[Work to complete]
Transcribe each entry below exactly. Pictures do not go in the copy.

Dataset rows
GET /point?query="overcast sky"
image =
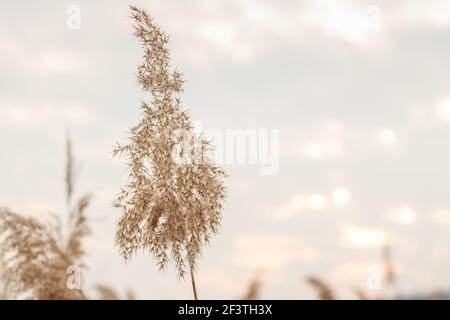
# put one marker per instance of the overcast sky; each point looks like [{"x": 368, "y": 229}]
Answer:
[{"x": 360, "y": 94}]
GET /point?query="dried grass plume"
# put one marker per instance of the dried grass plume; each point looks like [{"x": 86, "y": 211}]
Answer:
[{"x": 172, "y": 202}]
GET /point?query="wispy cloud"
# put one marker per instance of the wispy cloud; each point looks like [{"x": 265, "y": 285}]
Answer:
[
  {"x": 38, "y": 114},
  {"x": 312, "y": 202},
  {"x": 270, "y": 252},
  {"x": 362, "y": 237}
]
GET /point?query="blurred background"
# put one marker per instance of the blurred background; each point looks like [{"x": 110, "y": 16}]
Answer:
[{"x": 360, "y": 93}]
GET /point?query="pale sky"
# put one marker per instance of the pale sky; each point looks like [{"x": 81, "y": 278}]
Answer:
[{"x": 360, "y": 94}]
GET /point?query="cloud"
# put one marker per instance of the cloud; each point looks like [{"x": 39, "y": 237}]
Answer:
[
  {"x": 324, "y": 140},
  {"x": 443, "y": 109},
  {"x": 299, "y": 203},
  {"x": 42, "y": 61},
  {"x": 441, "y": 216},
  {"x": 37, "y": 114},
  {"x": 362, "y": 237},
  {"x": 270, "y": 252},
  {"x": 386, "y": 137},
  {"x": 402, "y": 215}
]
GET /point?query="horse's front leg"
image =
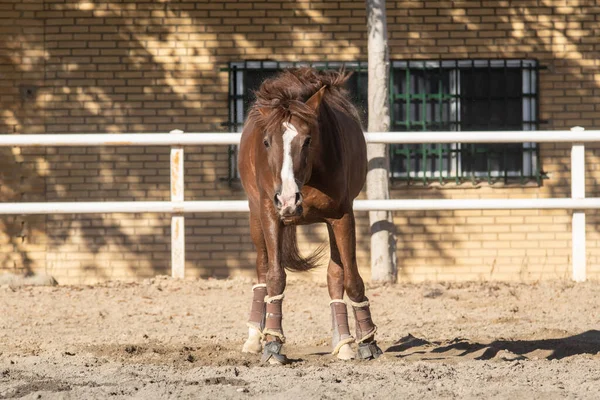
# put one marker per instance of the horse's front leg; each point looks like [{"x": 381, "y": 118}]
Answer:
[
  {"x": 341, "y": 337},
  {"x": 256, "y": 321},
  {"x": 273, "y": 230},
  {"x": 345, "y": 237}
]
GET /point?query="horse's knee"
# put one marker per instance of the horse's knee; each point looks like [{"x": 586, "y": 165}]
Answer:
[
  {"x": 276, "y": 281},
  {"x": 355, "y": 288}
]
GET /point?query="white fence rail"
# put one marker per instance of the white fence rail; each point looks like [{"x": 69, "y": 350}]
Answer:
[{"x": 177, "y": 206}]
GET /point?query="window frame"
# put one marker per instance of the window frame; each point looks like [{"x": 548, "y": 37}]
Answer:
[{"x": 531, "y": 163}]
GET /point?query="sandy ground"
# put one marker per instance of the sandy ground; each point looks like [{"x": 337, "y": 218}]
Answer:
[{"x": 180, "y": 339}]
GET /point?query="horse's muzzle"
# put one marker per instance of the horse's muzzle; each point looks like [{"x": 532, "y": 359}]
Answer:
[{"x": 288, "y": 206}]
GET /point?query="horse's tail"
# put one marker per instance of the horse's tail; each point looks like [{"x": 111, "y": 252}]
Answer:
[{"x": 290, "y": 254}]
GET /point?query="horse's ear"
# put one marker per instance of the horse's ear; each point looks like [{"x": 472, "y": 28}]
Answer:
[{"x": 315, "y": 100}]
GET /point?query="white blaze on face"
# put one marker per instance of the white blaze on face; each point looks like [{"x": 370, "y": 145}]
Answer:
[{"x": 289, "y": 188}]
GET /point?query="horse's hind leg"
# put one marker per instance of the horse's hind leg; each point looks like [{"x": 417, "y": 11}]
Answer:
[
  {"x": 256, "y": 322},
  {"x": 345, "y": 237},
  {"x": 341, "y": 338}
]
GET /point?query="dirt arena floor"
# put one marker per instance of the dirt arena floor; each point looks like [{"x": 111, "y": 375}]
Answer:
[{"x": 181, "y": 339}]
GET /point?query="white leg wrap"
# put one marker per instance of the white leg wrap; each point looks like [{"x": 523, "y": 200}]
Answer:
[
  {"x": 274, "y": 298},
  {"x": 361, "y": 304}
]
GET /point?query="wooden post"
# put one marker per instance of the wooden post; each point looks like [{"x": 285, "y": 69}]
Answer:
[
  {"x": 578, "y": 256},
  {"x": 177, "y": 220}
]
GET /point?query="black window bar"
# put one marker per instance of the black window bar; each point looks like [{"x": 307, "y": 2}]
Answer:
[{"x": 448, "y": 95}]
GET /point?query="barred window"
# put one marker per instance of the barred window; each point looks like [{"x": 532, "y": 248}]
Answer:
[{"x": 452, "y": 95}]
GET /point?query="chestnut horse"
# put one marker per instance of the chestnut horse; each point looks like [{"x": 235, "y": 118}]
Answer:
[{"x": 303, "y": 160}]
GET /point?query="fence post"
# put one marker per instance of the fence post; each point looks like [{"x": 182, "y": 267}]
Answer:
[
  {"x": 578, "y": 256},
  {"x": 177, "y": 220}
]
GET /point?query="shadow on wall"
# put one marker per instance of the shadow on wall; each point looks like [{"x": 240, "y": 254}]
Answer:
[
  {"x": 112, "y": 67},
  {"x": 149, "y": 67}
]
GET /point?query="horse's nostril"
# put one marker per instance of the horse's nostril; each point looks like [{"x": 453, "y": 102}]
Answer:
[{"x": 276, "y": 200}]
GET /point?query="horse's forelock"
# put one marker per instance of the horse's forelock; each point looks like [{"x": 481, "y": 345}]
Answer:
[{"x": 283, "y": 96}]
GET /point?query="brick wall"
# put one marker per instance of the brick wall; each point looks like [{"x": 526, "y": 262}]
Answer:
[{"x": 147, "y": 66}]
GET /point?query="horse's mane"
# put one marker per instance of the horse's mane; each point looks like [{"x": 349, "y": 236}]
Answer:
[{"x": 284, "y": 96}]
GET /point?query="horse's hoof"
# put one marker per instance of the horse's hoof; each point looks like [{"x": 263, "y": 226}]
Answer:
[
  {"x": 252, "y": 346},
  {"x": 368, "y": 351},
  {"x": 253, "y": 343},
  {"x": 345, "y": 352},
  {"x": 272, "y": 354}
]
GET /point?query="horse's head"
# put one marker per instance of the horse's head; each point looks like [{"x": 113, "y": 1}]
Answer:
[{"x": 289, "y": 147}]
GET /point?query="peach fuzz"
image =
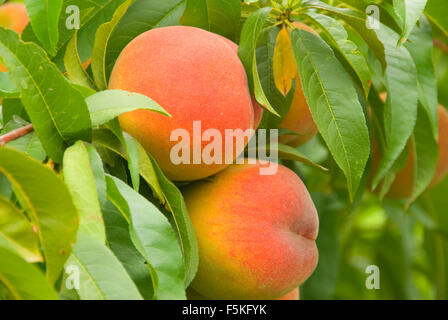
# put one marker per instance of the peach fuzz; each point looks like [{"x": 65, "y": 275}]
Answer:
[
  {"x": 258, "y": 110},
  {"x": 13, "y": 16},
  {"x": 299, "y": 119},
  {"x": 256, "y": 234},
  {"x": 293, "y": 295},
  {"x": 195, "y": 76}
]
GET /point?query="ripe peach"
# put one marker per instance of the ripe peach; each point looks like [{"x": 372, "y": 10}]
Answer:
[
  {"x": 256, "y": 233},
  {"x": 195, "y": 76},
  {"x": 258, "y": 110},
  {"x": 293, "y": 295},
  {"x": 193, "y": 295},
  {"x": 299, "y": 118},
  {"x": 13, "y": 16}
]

[Reply to the task]
GET /point?query="overcast sky"
image =
# put one marker per instance of the overcast sky; each point looks like [{"x": 368, "y": 229}]
Answer:
[{"x": 360, "y": 94}]
GET /point?query="dried grass plume"
# put one marker per instance of the dried grass plume; each point looks like [{"x": 86, "y": 211}]
Answer:
[{"x": 172, "y": 202}]
GET /point?query="wispy cloud"
# put one marker per instance of the wispy cloud; each point looks like [{"x": 265, "y": 285}]
Answer:
[
  {"x": 38, "y": 114},
  {"x": 312, "y": 202},
  {"x": 270, "y": 252},
  {"x": 362, "y": 237}
]
GET /point?query="blurred background"
# put one marker per instance of the blurred background; each point looks like [{"x": 110, "y": 16}]
Answer:
[{"x": 360, "y": 93}]
GET /point?query="pale sky"
# put one marker per instance of the pale sky; each point looks like [{"x": 81, "y": 278}]
Answer:
[{"x": 360, "y": 94}]
GET /point?query="cloud"
# put one marker per instance of the cloud; each point looks like [{"x": 39, "y": 237}]
Answer:
[
  {"x": 324, "y": 140},
  {"x": 443, "y": 109},
  {"x": 299, "y": 203},
  {"x": 42, "y": 61},
  {"x": 441, "y": 216},
  {"x": 37, "y": 114},
  {"x": 362, "y": 237},
  {"x": 270, "y": 252},
  {"x": 386, "y": 137},
  {"x": 402, "y": 215}
]
GET /point?query="horse's front leg"
image =
# put one marker per instance of the horse's front leg; each point looks like [{"x": 381, "y": 118}]
Answer:
[
  {"x": 341, "y": 337},
  {"x": 256, "y": 321},
  {"x": 273, "y": 230},
  {"x": 345, "y": 237}
]
GET /point?query="horse's knee"
# put one marker per instance of the horse's knee; each point looks like [{"x": 586, "y": 165}]
Answer:
[
  {"x": 276, "y": 281},
  {"x": 355, "y": 288}
]
GET /point?query="white fence rail"
# put one marker per instance of the white fence rail; each point looks like [{"x": 69, "y": 350}]
Answer:
[{"x": 177, "y": 206}]
GET /point?query="window frame"
# put one marker per instance of the window frame; each point looks like [{"x": 548, "y": 37}]
Answer:
[{"x": 531, "y": 163}]
GET /point?query="sandy ground"
# put one marker per instance of the sandy ground; each point looks like [{"x": 337, "y": 218}]
Answer:
[{"x": 180, "y": 339}]
GET /point?query="horse's muzzle"
# put one marker per instance of the horse's muzzle; each point looks like [{"x": 532, "y": 359}]
Answer:
[{"x": 288, "y": 206}]
GET /point?query="horse's tail"
# put one marker per instance of the horse's tail; each point looks like [{"x": 111, "y": 252}]
Answer:
[{"x": 290, "y": 254}]
GET /point?query="horse's ear"
# put one marker per instance of the horse's ear; each point looks like [{"x": 472, "y": 28}]
Answer:
[{"x": 315, "y": 100}]
GET /point?query="white blaze on face"
# put one marker per instance of the white blaze on face; each point looks like [{"x": 370, "y": 145}]
Answer:
[{"x": 289, "y": 188}]
GET /point?query="horse's hind leg"
# put one marker per instance of the horse's hind leg; each point looks like [{"x": 417, "y": 11}]
Answer:
[
  {"x": 256, "y": 322},
  {"x": 345, "y": 237},
  {"x": 341, "y": 338}
]
GET /point?query="dirt arena floor"
# put one marker per instance of the dirt arena floor; each point looks like [{"x": 111, "y": 375}]
Answer:
[{"x": 181, "y": 339}]
GET /point?query="white leg wrap"
# put one marker per instance of the white leg wrap; each point looks like [{"x": 523, "y": 200}]
Answer:
[
  {"x": 274, "y": 298},
  {"x": 361, "y": 304}
]
GET /point?query="wooden post"
# put one marker per instance of the wooden post; each point looks like [{"x": 285, "y": 69}]
Answer:
[
  {"x": 578, "y": 256},
  {"x": 177, "y": 220}
]
GET /point?query="black window bar"
# put one marker per instance of the black window bar; each point looks like [{"x": 307, "y": 2}]
Answer:
[{"x": 448, "y": 95}]
GET /point?query="barred window"
# put one marker per instance of the barred window; each point looks like [{"x": 532, "y": 248}]
Answer:
[{"x": 452, "y": 95}]
GET /point?query="chestnut horse"
# put one marker per instance of the chestnut horse; each point looks like [{"x": 235, "y": 118}]
Answer:
[{"x": 303, "y": 160}]
GET /point?query="fence post"
# put one marker per instance of the fence post; each point looks like [{"x": 182, "y": 267}]
Answer:
[
  {"x": 578, "y": 256},
  {"x": 177, "y": 220}
]
GET /point?query="shadow on wall"
# put one marker per instance of the shadow on wall; each point looks like [{"x": 240, "y": 254}]
Answer:
[
  {"x": 112, "y": 67},
  {"x": 149, "y": 67}
]
GET /point?query="horse's nostril"
# put one marker per instance of the horse's nostril; each point looks like [{"x": 453, "y": 102}]
Answer:
[{"x": 276, "y": 200}]
GET /point?query="horse's forelock"
# put one marker per instance of the horse's forelock; each point looks like [{"x": 481, "y": 345}]
Answer:
[{"x": 283, "y": 96}]
GET /point?query="brick wall"
# put one marker per instance of the brick wall; each point looks like [{"x": 526, "y": 262}]
Answer:
[{"x": 147, "y": 66}]
GET /point?query="horse's mane"
# put one marker per instance of the horse's mane; each point looks like [{"x": 349, "y": 236}]
Answer:
[{"x": 284, "y": 96}]
GET /point?query="horse's hoof"
# put one marker per instance of the horse's hoof; each point looks like [{"x": 263, "y": 226}]
Answer:
[
  {"x": 252, "y": 346},
  {"x": 368, "y": 351},
  {"x": 253, "y": 343},
  {"x": 345, "y": 352},
  {"x": 272, "y": 354}
]
GET /point?query="horse's head"
# put one marker per instance of the horse's head; each point looks like [{"x": 113, "y": 1}]
Answer:
[{"x": 289, "y": 147}]
GET /point?query="peach fuzz"
image =
# put one marker per instance of the peach fuzz; each point looks like [{"x": 65, "y": 275}]
Answer:
[
  {"x": 258, "y": 110},
  {"x": 13, "y": 16},
  {"x": 299, "y": 119},
  {"x": 256, "y": 234},
  {"x": 293, "y": 295},
  {"x": 195, "y": 76}
]
GET /point?query="ripe peach"
# put one marker per instance of the ripe peach; each point looks like [{"x": 372, "y": 10}]
Answer:
[
  {"x": 256, "y": 233},
  {"x": 195, "y": 76},
  {"x": 258, "y": 110},
  {"x": 293, "y": 295},
  {"x": 193, "y": 295},
  {"x": 299, "y": 118},
  {"x": 13, "y": 16}
]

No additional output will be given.